■ Task goal:
In the records below, find the line containing "hand. Write the coordinates, one line per instance."; give it again exactly, along with every line that follows, and nothing else.

### Excerpted records

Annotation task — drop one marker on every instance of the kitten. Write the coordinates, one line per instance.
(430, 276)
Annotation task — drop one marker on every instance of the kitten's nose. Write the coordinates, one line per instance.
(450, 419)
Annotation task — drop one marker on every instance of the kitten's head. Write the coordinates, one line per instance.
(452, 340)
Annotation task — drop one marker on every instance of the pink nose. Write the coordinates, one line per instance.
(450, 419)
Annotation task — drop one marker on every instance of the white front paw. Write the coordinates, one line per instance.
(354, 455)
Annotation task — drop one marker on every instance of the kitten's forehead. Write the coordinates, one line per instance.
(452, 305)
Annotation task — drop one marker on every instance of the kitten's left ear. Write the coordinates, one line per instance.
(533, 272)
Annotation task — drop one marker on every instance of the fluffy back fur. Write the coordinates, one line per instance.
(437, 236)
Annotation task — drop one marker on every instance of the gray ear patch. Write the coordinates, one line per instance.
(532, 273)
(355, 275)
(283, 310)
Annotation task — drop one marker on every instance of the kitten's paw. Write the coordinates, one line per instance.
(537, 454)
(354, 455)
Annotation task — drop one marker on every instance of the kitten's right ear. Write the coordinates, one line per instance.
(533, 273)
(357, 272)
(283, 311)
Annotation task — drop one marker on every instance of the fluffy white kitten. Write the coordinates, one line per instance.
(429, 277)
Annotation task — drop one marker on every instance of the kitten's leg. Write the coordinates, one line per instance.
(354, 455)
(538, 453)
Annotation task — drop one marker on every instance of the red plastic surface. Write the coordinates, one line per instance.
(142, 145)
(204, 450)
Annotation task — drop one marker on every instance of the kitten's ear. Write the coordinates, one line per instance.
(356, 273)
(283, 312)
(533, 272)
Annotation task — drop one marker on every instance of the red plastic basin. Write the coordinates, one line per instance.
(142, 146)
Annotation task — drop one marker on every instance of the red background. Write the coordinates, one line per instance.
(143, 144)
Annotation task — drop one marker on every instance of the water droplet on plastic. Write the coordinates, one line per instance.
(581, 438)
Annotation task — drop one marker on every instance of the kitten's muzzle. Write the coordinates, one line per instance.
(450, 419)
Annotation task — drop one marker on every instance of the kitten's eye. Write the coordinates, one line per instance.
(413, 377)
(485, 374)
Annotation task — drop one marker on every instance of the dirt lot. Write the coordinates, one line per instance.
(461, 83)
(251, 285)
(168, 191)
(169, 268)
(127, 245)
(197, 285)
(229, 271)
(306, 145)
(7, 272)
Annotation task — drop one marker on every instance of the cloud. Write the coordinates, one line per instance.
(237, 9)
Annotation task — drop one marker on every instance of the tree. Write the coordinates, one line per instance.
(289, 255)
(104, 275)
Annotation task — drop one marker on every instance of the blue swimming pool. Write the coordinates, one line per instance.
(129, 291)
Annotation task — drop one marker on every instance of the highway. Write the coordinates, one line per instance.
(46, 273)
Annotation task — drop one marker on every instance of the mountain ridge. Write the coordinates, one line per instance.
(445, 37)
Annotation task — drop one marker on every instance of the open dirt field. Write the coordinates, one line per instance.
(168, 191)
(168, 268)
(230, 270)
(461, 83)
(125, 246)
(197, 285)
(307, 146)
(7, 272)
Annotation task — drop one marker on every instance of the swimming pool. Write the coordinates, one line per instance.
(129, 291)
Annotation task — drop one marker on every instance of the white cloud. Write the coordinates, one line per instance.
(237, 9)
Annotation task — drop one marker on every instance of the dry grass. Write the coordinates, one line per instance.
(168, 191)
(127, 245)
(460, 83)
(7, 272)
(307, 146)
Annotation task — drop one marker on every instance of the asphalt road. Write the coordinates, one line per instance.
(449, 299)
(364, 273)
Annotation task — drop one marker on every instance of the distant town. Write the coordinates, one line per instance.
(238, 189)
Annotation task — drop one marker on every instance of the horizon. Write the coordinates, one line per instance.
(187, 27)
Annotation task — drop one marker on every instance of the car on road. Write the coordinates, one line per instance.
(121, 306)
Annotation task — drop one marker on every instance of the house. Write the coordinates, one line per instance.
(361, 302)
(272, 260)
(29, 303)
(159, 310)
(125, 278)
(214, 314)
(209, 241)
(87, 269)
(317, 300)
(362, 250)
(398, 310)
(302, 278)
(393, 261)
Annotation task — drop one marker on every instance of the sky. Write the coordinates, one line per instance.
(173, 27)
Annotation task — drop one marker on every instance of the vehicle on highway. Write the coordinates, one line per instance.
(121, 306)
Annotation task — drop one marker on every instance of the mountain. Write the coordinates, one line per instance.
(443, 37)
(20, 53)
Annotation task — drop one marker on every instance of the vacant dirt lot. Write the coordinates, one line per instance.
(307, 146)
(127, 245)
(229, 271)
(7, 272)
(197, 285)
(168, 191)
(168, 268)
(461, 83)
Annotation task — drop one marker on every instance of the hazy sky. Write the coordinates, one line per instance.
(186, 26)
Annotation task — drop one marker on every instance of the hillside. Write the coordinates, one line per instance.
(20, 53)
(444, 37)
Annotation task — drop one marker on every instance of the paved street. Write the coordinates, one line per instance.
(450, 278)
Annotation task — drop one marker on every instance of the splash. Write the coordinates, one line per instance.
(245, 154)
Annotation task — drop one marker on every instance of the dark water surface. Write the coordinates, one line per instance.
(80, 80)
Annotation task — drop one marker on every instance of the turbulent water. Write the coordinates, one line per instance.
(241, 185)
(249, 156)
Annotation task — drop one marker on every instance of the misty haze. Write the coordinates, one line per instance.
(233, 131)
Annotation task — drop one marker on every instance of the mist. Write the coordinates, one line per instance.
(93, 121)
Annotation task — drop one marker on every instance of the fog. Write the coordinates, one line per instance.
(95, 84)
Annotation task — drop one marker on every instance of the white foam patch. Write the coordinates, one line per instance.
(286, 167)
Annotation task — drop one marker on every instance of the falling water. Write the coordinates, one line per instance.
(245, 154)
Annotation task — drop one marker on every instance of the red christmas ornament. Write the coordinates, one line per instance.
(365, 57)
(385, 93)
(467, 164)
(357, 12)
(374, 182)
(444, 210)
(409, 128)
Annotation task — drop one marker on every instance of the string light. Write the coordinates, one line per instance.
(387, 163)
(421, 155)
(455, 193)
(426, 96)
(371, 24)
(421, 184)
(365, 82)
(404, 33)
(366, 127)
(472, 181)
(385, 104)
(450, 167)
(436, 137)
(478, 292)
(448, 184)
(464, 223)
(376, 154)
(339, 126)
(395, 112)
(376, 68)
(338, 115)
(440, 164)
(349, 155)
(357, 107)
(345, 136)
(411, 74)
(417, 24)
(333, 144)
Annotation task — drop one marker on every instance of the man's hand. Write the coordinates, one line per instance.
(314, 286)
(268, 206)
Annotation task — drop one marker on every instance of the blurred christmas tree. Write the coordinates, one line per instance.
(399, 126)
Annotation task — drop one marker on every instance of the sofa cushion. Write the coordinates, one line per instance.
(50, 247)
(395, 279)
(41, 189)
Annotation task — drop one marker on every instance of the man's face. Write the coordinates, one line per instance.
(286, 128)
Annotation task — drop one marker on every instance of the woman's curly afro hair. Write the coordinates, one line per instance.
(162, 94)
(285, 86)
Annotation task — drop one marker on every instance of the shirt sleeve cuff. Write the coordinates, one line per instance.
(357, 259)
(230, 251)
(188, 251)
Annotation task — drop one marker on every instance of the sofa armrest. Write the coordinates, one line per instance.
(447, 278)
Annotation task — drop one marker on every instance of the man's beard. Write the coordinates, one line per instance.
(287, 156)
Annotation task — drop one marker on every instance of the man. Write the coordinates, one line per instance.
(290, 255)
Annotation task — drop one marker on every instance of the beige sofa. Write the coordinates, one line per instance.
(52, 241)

######

■ In response:
Annotation task — drop one marker on every instance of the man's hand. Write the coordinates, one line per instance.
(314, 286)
(268, 206)
Annotation task — drop one marker on every instance of the blurred christmas tree. Write the coordinates, one line per instance.
(399, 126)
Annotation task — drop one marker on every instance of the sofa cushion. Write the coordinates, one line per instance.
(50, 247)
(395, 279)
(41, 189)
Annotation task — drop one marker on every instance of the man's face. Write the coordinates, one line per instance.
(286, 128)
Annotation task — drop one marker on every instance of the woman's curly afro hair. Write the coordinates, one line per instance.
(162, 94)
(285, 86)
Annotation task — drop one marker on every instance of the shirt sleeve cuff. Write the coordinates, one line per instance.
(357, 259)
(230, 251)
(188, 251)
Annotation task — drop one marker on every instance of the sofa armrest. Write the coordinates, one line per instance.
(447, 278)
Annotation task — drop one marker on every instance of the man's beard. Write the coordinates, one line per instance.
(287, 156)
Annotation task — drop one marker on every instance of the man. Write the coordinates, one line per instance.
(290, 255)
Annotation task — drop one marker on every instance of the beige sofa. Write the coordinates, one line per instance.
(52, 241)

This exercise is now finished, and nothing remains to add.